┏━━

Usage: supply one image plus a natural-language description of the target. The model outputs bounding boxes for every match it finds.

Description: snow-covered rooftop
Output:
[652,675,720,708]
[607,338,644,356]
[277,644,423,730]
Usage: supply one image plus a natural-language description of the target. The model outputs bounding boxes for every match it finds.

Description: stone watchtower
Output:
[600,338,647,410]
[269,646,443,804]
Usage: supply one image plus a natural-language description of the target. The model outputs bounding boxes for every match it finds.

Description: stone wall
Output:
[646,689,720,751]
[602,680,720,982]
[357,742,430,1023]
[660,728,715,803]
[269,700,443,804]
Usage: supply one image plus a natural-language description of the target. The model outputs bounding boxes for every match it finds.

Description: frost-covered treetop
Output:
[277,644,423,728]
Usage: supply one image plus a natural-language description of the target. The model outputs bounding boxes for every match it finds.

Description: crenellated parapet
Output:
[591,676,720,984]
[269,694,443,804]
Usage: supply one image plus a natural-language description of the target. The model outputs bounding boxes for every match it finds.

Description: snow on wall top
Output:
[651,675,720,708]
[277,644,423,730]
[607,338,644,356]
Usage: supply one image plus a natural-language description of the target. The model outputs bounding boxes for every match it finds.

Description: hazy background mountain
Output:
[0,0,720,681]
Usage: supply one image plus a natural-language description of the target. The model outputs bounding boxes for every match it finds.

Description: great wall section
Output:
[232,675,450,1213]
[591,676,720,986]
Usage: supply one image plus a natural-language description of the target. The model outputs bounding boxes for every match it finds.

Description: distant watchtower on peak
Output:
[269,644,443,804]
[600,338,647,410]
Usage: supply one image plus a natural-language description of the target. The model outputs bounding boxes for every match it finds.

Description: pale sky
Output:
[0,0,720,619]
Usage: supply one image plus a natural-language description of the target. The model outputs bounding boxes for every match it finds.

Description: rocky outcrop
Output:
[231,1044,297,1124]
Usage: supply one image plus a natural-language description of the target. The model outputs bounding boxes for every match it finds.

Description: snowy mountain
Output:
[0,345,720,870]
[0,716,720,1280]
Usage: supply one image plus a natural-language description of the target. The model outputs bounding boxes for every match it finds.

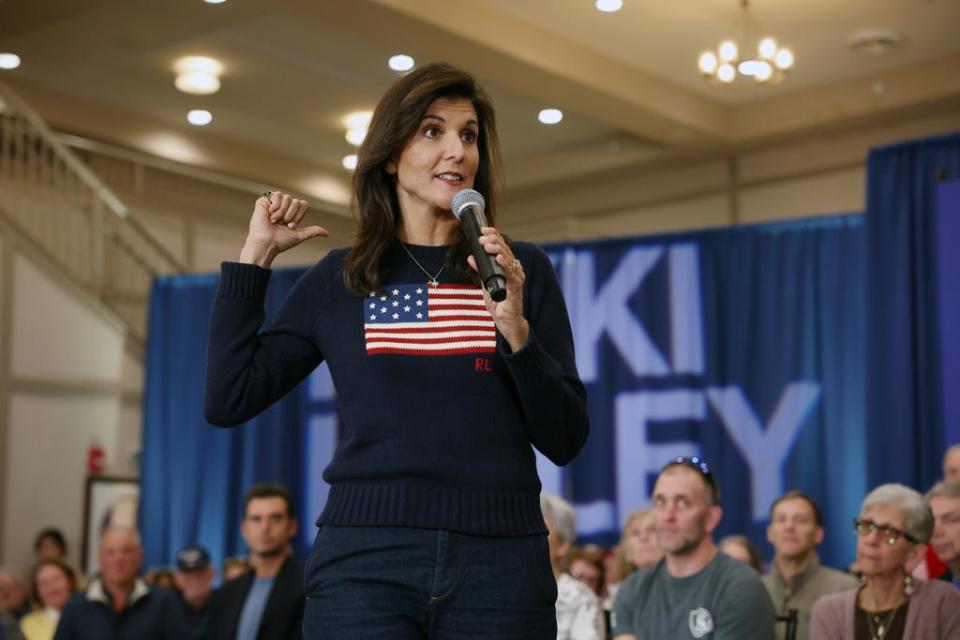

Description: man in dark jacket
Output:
[54,528,190,640]
[209,484,303,640]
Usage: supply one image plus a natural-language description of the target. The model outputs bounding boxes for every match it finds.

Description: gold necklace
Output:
[863,586,910,640]
[400,242,447,287]
[865,602,903,640]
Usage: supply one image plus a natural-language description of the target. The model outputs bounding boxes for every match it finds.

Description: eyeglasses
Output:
[660,456,720,504]
[933,510,960,527]
[853,518,920,544]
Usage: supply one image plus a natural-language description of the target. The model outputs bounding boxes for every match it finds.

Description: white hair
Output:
[860,484,933,544]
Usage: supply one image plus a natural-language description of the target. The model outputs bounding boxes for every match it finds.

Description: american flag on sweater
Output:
[363,284,497,356]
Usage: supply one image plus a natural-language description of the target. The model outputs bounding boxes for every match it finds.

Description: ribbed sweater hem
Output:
[317,481,547,536]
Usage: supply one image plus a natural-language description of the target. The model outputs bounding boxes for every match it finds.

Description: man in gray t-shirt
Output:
[613,458,775,640]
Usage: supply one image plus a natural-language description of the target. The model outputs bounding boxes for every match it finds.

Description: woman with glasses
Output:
[810,484,960,640]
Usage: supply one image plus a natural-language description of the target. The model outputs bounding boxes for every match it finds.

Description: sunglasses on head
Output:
[660,456,720,504]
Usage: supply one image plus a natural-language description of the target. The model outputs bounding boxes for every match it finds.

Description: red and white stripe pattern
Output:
[363,284,497,356]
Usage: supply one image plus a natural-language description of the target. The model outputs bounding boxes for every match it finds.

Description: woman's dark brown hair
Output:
[30,558,77,607]
[343,63,500,295]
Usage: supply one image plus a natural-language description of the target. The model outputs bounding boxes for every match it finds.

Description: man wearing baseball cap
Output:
[173,546,215,639]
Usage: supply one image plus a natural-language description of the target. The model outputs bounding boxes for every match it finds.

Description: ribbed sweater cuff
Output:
[217,262,271,302]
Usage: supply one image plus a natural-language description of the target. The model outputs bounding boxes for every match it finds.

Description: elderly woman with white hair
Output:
[810,484,960,640]
[540,491,606,640]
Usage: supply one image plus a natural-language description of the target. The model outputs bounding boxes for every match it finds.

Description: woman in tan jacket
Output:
[810,484,960,640]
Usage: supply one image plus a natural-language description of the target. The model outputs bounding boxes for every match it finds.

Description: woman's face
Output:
[623,513,663,567]
[857,504,922,578]
[387,98,480,217]
[37,564,71,610]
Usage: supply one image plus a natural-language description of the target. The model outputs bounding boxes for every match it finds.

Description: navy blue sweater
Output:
[206,242,588,535]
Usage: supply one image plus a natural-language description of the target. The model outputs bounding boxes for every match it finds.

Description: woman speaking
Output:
[206,64,588,640]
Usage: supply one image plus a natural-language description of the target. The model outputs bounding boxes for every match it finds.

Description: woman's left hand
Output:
[467,227,530,352]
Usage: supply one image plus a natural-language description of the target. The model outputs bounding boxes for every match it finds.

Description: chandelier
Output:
[697,0,793,84]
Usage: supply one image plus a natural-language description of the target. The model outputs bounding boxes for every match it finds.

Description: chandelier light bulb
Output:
[717,62,737,84]
[774,49,793,71]
[0,53,20,70]
[753,60,773,82]
[388,53,416,73]
[537,109,563,124]
[720,40,737,62]
[697,51,718,75]
[737,60,760,76]
[757,36,777,60]
[596,0,623,13]
[187,109,213,127]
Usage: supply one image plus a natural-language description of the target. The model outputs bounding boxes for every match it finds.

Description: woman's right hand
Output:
[240,191,328,269]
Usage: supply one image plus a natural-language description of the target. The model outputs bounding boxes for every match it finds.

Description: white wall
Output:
[0,242,129,571]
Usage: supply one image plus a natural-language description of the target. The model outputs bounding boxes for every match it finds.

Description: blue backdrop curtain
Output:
[866,134,960,489]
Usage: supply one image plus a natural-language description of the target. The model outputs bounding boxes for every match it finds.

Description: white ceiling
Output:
[0,0,960,212]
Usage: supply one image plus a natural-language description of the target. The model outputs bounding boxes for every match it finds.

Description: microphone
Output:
[451,189,507,302]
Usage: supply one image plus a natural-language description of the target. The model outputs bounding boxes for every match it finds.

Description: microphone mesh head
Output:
[450,189,487,220]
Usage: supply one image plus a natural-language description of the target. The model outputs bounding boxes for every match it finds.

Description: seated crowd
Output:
[0,445,960,640]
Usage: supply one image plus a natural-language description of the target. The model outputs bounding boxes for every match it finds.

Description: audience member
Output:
[20,557,77,640]
[927,480,960,587]
[540,492,605,640]
[943,443,960,480]
[811,484,960,640]
[143,567,177,591]
[567,545,604,598]
[54,528,189,640]
[717,535,763,575]
[33,527,67,561]
[613,458,774,640]
[603,509,663,626]
[0,567,30,620]
[763,490,858,640]
[173,546,215,638]
[209,484,304,640]
[221,556,250,582]
[0,611,23,640]
[620,509,663,569]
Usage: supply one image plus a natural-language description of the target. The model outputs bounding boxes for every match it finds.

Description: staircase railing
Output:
[0,82,187,356]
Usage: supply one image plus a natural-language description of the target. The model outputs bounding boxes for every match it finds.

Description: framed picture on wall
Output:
[81,476,140,575]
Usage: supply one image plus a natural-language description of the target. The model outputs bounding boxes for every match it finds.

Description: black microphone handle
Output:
[460,205,507,302]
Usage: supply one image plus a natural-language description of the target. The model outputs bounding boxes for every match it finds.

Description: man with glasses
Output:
[927,480,960,588]
[613,458,774,640]
[763,490,858,640]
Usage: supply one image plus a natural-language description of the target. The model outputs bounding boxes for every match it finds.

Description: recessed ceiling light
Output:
[537,109,563,124]
[343,111,373,129]
[187,109,213,127]
[597,0,623,13]
[388,53,416,72]
[345,127,367,147]
[173,56,223,76]
[173,72,220,96]
[0,53,20,69]
[173,56,223,96]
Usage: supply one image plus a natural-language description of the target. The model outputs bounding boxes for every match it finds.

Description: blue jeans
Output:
[303,525,557,640]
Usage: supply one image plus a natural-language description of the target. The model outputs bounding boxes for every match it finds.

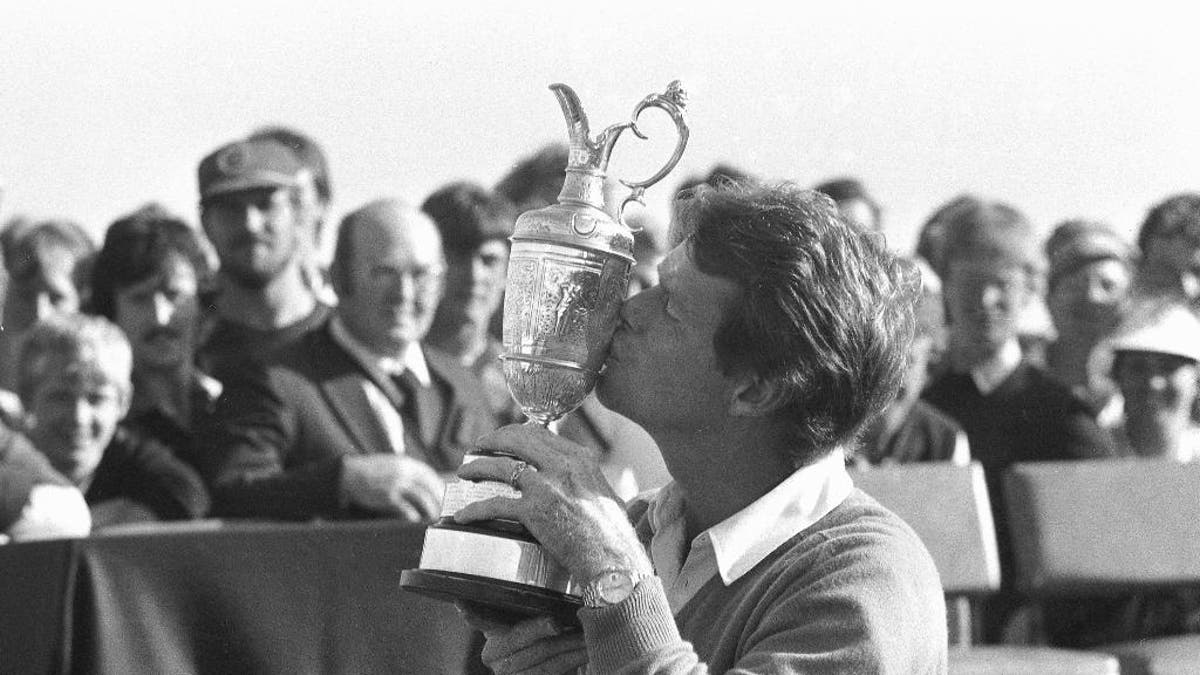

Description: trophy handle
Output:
[617,79,690,231]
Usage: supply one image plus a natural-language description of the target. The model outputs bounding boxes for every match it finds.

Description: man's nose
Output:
[618,286,658,329]
[154,293,175,325]
[34,292,59,321]
[240,204,266,233]
[979,286,1004,309]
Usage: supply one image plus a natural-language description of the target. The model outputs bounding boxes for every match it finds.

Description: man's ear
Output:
[730,375,785,417]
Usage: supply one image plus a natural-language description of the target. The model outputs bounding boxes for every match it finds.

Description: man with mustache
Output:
[89,204,221,461]
[200,199,496,521]
[197,138,329,380]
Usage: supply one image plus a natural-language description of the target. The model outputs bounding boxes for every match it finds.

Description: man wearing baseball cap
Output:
[1045,220,1135,428]
[924,197,1112,643]
[197,138,329,380]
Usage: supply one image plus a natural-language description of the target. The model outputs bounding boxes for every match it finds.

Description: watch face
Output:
[596,569,634,604]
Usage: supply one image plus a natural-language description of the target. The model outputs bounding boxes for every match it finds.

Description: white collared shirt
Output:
[330,316,433,454]
[971,340,1021,396]
[647,449,854,614]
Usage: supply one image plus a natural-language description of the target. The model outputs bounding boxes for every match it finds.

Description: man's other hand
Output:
[341,454,445,522]
[455,424,653,581]
[457,602,588,675]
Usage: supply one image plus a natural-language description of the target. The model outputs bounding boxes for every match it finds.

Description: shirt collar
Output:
[971,340,1021,395]
[647,448,854,585]
[329,316,432,387]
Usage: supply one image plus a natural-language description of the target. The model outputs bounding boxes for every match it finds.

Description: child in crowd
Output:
[17,315,209,527]
[0,426,91,544]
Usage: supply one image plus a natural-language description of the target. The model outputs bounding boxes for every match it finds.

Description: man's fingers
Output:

┗━━

» Aim of the exercise: Count the lines in the rows above that contain the word "dark", and reply with that number alone.

» Reply: 2